◆ WHAT THE TASK REQUIRES ◆
Copy out each of the entries below word for word, leaving out the picture.

[Stored records]
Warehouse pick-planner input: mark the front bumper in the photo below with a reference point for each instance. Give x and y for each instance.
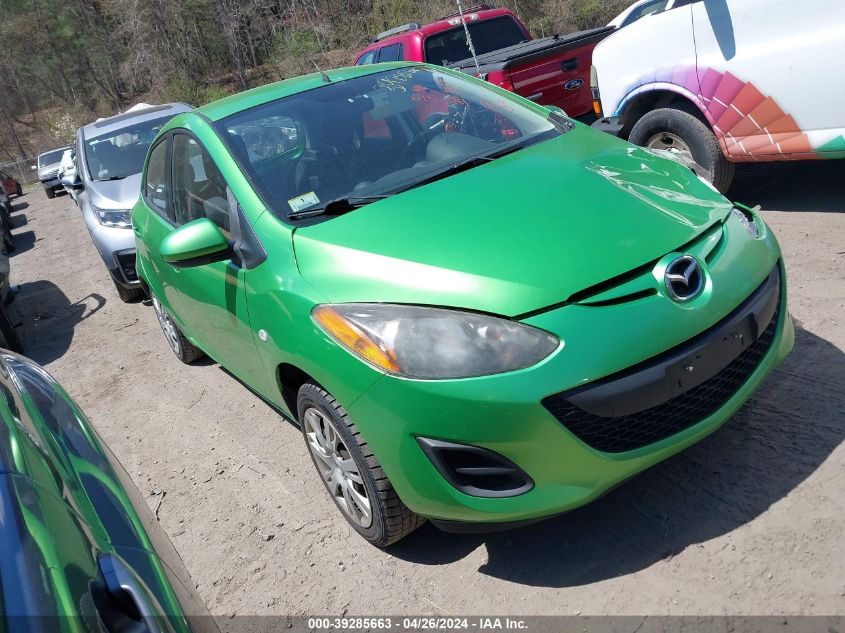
(116, 247)
(511, 415)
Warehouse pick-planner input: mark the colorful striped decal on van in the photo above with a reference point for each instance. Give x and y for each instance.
(749, 125)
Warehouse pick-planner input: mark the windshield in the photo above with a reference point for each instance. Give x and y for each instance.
(450, 46)
(50, 158)
(373, 135)
(121, 153)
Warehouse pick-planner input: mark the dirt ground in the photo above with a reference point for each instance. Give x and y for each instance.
(749, 521)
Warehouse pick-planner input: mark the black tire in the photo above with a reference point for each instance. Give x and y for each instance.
(698, 137)
(8, 241)
(8, 337)
(391, 518)
(6, 218)
(185, 351)
(128, 295)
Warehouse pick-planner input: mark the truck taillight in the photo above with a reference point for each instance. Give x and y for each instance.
(500, 78)
(594, 89)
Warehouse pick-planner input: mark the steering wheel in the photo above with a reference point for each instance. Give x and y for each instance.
(433, 124)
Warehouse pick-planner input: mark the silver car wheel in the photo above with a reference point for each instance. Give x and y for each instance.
(671, 142)
(337, 467)
(167, 326)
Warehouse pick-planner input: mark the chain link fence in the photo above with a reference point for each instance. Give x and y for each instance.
(22, 171)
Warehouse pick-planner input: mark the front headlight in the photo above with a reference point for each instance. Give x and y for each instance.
(117, 218)
(433, 343)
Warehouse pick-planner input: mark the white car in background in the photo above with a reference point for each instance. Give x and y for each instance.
(67, 171)
(643, 8)
(727, 81)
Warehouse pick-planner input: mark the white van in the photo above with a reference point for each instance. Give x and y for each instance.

◆ SOLUTION TO THE EXERCISE ◆
Warehouse pick-planner input: mark the front bumper in the photo below with a reference point for each instance. Give x and y for each instance.
(116, 247)
(511, 415)
Warehouse pick-planner input: mark the colorful striped decal on van in the photo above with a reference point for each instance. Give x and y for each instance.
(749, 125)
Warehouse pick-planner input: mark the windshield in the photo above with a reference point for each instance. Give x and y for each instance.
(450, 46)
(50, 158)
(373, 135)
(121, 153)
Warehouse pick-planner input: mark the dirt ground in the photo above with a reference point for each instance. Give x and y for each instance.
(749, 521)
Warehouse pick-planner input: mark the black tire in the photo above with a reference point for each instance. Give x and y for each instance.
(698, 137)
(8, 241)
(8, 337)
(391, 518)
(6, 218)
(185, 351)
(128, 295)
Warehouse pick-planner input: mark the truck taillight in the photo above with a reference point for each instance. Give x and y for each instance.
(500, 78)
(594, 89)
Warehouse pick-planner input: mark the steering wheel in the photo above with a reference point for each instance. Give x and y for each instance.
(433, 124)
Warehouse pick-planner input: mark the silver car wheel in the photo above with a reference point for each instance. Give x and y for each instance.
(671, 142)
(337, 467)
(167, 326)
Warehouse pick-planner input: mark the chain link fence in the photo above with a reference point for each instance. Give x and y for each instance.
(22, 171)
Warehouse pick-planner input: mark the front headlight in the photo above with a reference point for each instance. Give x and y for each instance.
(117, 218)
(433, 343)
Warehouse pick-planner input: mark the white car in background in the photo above with a reference point for each instance. Give x and y for each instance.
(67, 171)
(643, 8)
(727, 81)
Warehouse pick-planner input: mark the white van in the photo above with a reference point for each instance. Give x and y for each instance.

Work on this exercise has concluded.